What to produce
Count every line in the data below that includes "note", and give only the result.

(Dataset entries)
· · · · · · ·
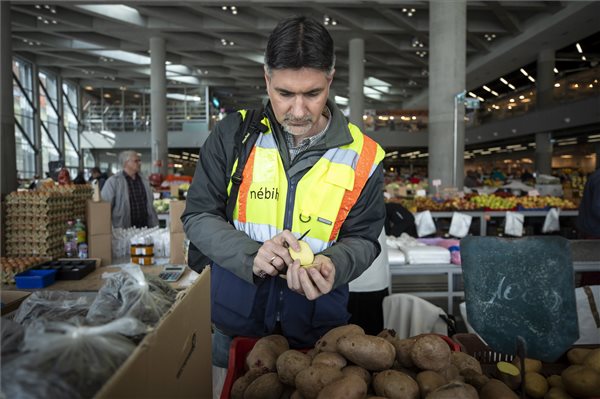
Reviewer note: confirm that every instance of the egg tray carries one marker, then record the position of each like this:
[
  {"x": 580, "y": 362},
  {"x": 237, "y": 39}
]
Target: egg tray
[{"x": 69, "y": 269}]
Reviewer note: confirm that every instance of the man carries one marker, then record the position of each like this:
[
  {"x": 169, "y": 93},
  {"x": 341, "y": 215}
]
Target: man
[
  {"x": 308, "y": 171},
  {"x": 130, "y": 194}
]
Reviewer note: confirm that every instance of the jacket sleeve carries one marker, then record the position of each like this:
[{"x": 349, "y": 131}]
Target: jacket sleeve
[
  {"x": 204, "y": 218},
  {"x": 357, "y": 245}
]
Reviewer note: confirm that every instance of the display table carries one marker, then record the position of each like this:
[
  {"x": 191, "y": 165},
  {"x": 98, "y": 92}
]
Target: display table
[{"x": 449, "y": 270}]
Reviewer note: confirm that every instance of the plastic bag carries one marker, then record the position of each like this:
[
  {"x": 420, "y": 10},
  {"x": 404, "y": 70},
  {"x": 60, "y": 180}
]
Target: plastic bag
[
  {"x": 12, "y": 336},
  {"x": 52, "y": 305},
  {"x": 425, "y": 224},
  {"x": 460, "y": 225},
  {"x": 551, "y": 223},
  {"x": 130, "y": 293},
  {"x": 84, "y": 357},
  {"x": 22, "y": 383},
  {"x": 514, "y": 224}
]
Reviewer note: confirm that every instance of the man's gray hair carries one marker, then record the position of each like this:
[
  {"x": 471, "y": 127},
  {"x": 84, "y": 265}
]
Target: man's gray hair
[{"x": 125, "y": 156}]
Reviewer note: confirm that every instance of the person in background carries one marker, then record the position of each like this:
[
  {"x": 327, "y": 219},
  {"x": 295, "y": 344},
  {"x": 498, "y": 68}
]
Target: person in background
[
  {"x": 96, "y": 174},
  {"x": 130, "y": 194},
  {"x": 309, "y": 170},
  {"x": 588, "y": 220},
  {"x": 79, "y": 179}
]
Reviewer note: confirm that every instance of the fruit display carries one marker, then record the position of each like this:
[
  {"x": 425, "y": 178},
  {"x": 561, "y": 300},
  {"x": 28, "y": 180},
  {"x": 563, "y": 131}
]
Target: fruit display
[
  {"x": 36, "y": 220},
  {"x": 495, "y": 202}
]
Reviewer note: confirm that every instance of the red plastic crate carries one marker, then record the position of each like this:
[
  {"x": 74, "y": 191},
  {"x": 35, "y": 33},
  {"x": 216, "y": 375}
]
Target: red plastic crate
[{"x": 241, "y": 346}]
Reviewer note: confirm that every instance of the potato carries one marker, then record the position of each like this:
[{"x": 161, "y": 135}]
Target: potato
[
  {"x": 239, "y": 386},
  {"x": 311, "y": 380},
  {"x": 536, "y": 385},
  {"x": 358, "y": 371},
  {"x": 464, "y": 361},
  {"x": 454, "y": 390},
  {"x": 472, "y": 377},
  {"x": 555, "y": 381},
  {"x": 576, "y": 355},
  {"x": 430, "y": 352},
  {"x": 395, "y": 385},
  {"x": 581, "y": 381},
  {"x": 368, "y": 351},
  {"x": 496, "y": 389},
  {"x": 403, "y": 348},
  {"x": 265, "y": 352},
  {"x": 290, "y": 363},
  {"x": 348, "y": 387},
  {"x": 557, "y": 393},
  {"x": 330, "y": 359},
  {"x": 592, "y": 359},
  {"x": 267, "y": 386},
  {"x": 509, "y": 374},
  {"x": 429, "y": 381},
  {"x": 328, "y": 342}
]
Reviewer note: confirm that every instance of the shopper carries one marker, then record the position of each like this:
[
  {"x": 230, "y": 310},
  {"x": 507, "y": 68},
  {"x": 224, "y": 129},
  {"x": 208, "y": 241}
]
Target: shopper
· · · · · · ·
Answer
11